*** PROVIDED RECORDS Section Begins ***
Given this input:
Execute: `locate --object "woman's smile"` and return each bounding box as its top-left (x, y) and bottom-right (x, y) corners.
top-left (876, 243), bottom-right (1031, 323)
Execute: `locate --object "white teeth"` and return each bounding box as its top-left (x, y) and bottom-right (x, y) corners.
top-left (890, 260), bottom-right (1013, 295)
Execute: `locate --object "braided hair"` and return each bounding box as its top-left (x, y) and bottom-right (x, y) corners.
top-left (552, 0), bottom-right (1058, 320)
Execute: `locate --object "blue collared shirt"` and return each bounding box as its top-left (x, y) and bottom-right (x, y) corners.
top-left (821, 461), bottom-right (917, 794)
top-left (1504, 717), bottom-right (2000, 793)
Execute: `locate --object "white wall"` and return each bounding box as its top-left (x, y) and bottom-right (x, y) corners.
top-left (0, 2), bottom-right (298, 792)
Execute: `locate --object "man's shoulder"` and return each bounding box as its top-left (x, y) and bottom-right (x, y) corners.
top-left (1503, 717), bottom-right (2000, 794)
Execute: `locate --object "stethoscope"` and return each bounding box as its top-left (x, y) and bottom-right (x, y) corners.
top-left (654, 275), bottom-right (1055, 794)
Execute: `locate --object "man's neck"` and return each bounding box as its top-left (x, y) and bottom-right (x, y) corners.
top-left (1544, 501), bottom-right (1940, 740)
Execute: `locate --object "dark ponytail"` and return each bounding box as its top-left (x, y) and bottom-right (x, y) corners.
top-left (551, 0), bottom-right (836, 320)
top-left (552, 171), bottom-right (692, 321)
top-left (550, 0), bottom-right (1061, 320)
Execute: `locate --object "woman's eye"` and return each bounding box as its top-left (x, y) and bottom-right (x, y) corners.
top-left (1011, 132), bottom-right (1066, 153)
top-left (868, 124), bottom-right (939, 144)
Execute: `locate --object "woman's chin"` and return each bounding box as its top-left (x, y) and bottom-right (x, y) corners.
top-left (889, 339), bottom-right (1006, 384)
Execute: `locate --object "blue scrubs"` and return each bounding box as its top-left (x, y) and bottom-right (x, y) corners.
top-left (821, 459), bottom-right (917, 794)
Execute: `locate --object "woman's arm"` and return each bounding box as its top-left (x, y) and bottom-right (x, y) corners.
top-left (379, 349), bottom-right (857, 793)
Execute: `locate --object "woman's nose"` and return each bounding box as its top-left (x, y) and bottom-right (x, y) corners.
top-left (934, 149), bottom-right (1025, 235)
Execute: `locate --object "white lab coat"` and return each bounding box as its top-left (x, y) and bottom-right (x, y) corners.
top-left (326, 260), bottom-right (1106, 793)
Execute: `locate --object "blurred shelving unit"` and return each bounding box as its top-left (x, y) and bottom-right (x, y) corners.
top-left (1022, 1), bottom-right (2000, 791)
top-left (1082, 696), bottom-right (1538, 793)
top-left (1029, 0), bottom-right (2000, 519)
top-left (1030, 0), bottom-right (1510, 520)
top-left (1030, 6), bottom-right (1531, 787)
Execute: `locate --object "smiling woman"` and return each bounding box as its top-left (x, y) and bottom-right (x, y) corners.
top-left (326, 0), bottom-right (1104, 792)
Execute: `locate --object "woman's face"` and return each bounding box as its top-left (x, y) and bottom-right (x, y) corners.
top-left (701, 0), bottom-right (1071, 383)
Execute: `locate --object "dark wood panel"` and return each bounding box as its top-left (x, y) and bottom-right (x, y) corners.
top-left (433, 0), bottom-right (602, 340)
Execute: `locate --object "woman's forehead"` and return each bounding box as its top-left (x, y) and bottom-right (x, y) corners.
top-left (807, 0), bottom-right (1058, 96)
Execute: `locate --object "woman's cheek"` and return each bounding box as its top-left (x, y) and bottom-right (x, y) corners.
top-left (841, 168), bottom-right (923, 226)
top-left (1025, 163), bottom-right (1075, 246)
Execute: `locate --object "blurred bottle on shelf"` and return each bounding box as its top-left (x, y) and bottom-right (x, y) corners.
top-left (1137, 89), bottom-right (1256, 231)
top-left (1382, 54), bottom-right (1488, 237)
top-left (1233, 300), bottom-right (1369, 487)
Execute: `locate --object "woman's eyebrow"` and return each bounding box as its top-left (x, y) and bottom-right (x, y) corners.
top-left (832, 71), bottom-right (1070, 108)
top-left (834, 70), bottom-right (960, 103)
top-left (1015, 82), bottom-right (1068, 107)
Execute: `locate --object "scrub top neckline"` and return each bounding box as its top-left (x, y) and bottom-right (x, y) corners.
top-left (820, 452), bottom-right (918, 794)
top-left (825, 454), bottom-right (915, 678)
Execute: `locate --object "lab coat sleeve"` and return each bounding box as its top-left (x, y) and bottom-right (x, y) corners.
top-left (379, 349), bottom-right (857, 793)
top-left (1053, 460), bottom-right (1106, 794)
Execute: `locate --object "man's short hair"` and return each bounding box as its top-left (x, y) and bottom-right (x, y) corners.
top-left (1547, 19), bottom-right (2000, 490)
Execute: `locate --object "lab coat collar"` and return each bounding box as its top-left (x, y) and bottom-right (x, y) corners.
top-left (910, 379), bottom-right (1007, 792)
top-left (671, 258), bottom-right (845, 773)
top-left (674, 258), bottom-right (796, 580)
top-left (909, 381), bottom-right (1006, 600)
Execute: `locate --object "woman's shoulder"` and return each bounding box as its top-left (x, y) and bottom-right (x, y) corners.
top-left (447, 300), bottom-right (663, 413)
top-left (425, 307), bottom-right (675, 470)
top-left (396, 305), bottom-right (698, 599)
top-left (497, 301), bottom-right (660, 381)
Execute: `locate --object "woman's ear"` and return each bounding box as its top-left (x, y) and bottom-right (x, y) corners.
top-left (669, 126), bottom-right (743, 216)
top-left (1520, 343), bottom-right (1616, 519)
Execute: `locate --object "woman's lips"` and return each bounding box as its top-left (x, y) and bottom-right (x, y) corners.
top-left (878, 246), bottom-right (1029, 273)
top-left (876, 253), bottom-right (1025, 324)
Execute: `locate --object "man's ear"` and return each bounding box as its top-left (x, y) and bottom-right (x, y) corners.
*** PROVIDED RECORDS Section Ends ***
§ DIRECTIONS: All of the entries must be written out exactly as they stand.

§ RESPONSE AREA:
Given this input:
Execute: `locate --object "woman's smile"` and return each bounding box as its top-left (x, y) and bottom-right (x, y) corners.
top-left (876, 243), bottom-right (1031, 323)
Execute: `locate --object "white teeth"` and return each bounding box as its top-left (x, y) and bottom-right (x, y) corners.
top-left (890, 260), bottom-right (1013, 295)
Execute: `locate --object "braided hair"` and return each bounding box as its top-left (x, y) and bottom-right (x, y) corners.
top-left (552, 0), bottom-right (1058, 320)
Execute: `locate --object "blue collared shirt"` and return each bounding box as its top-left (x, y) and bottom-right (x, y) corners.
top-left (821, 461), bottom-right (917, 794)
top-left (1504, 717), bottom-right (2000, 793)
Execute: `locate --object "white wall"` and return each bounding box as its top-left (x, y) and bottom-right (x, y) corners.
top-left (0, 2), bottom-right (298, 792)
Execute: `locate --object "man's shoulder"` and return each bounding box as its top-left (x, y) and bottom-right (x, y) corners.
top-left (1503, 717), bottom-right (2000, 794)
Execute: `locate --object "stethoscope"` and return each bounding box as its top-left (x, y) and bottom-right (x, y) corners.
top-left (654, 275), bottom-right (1055, 794)
Execute: `locate --object "man's neck"` and return each bounding box as its top-left (x, y) and bottom-right (x, y) corners.
top-left (1544, 501), bottom-right (1940, 740)
Execute: `locate --object "dark ponytail"` and return each bounding box as its top-left (x, y) and bottom-right (x, y) corners.
top-left (551, 0), bottom-right (836, 320)
top-left (552, 171), bottom-right (692, 321)
top-left (550, 0), bottom-right (1061, 320)
Execute: `locate --object "woman's eye"` and return each bounding box as its top-left (x, y) and bottom-right (x, y) corners.
top-left (1011, 132), bottom-right (1066, 153)
top-left (868, 124), bottom-right (939, 144)
Execute: `locate --object "woman's chin"` and return each bounding box as its top-left (x, y) and bottom-right (x, y) corners.
top-left (889, 339), bottom-right (1006, 384)
Execute: `locate --object "blue scrubs"` and return each bounding box as its top-left (x, y) and bottom-right (x, y) corners.
top-left (821, 459), bottom-right (917, 794)
Execute: `locate --object "woman's arm"` and return each bounding box as its top-left (x, y) and bottom-right (x, y) corners.
top-left (379, 349), bottom-right (857, 793)
Execute: `locate --object "woman's nose"` and return each bounding box as its top-left (x, y) and bottom-right (x, y) corners.
top-left (934, 149), bottom-right (1025, 235)
Execute: `locate --object "white lab coat"` and return each bounding box as its top-left (x, y) and bottom-right (x, y) corners.
top-left (326, 260), bottom-right (1106, 793)
Execute: `locate --object "blurred shelving unit"` and return each bounding box as its top-left (x, y) and bottom-right (x, y) corners.
top-left (1022, 1), bottom-right (2000, 791)
top-left (1082, 696), bottom-right (1538, 793)
top-left (1029, 0), bottom-right (2000, 519)
top-left (1030, 0), bottom-right (1510, 520)
top-left (1030, 6), bottom-right (1531, 787)
Execute: `locate --object "smiling woman"` and return each bounding box as its top-left (x, y) and bottom-right (x, y) corners.
top-left (326, 0), bottom-right (1104, 792)
Execute: `locate --object "woman's face"` and return each bounding box as its top-left (x, y) and bottom-right (x, y) corners.
top-left (701, 0), bottom-right (1071, 383)
Execute: `locate --object "dark wood panel"` and return each bounding box as its top-left (x, y) and bottom-right (x, y) corners.
top-left (433, 0), bottom-right (602, 340)
Execute: `locate --object "woman's forehead"` and return each bounding box as its top-left (x, y) and bottom-right (x, y) corners.
top-left (807, 0), bottom-right (1058, 96)
Execute: `locate --object "woman's cheek"` and return each bounding box as its top-left (x, y) and bottom-right (x, y) corners.
top-left (841, 168), bottom-right (923, 226)
top-left (1025, 163), bottom-right (1075, 246)
Execute: `locate --object "blurred bottle on shelf"` and return each bounding box as its top-left (x, y) and bottom-right (x, y) corners.
top-left (1137, 89), bottom-right (1256, 231)
top-left (1382, 54), bottom-right (1488, 237)
top-left (1233, 300), bottom-right (1369, 487)
Execute: `locate --object "woman's eyebrow"` and return each bounding box as its top-left (x, y) and bottom-right (x, y) corners.
top-left (832, 71), bottom-right (1070, 108)
top-left (834, 70), bottom-right (960, 103)
top-left (1015, 82), bottom-right (1068, 107)
Execute: `locate --object "scrub top neckline"` and return each bounding box as its top-left (x, y) and bottom-right (x, y) corners.
top-left (820, 452), bottom-right (918, 794)
top-left (825, 454), bottom-right (915, 678)
Execute: `locate --object "lab coat sleeve"` and return each bounding box as its top-left (x, y) and bottom-right (x, y) corners.
top-left (379, 349), bottom-right (857, 793)
top-left (1053, 460), bottom-right (1106, 794)
Execute: `locate --object "man's short hair"` and return each bounding box as its top-left (x, y) and bottom-right (x, y) corners.
top-left (1547, 19), bottom-right (2000, 490)
Execute: `locate --object "lab coat collar"` and return each bounding box as its top-left (x, y) and bottom-right (x, y) corners.
top-left (910, 379), bottom-right (1007, 792)
top-left (671, 258), bottom-right (845, 773)
top-left (674, 258), bottom-right (796, 580)
top-left (909, 381), bottom-right (1006, 600)
Execute: `locate --object "woman's shoulder"` and return each bounding box as its top-left (x, y) and bottom-right (x, y) corners.
top-left (447, 300), bottom-right (663, 413)
top-left (425, 307), bottom-right (675, 470)
top-left (396, 305), bottom-right (698, 599)
top-left (497, 301), bottom-right (660, 381)
Execute: `locate --object "woman's ear"` and return each bounding box as its top-left (x, y) and bottom-right (x, y) corners.
top-left (669, 126), bottom-right (743, 216)
top-left (1520, 343), bottom-right (1616, 519)
Execute: `locate --object "woman's lips"` and return each bounding box as its top-left (x, y) and bottom-right (x, y) corners.
top-left (878, 246), bottom-right (1029, 273)
top-left (876, 253), bottom-right (1025, 324)
Execute: `locate --object "man's ear"` and return each bounding box as its top-left (x, y) and bottom-right (x, y) corners.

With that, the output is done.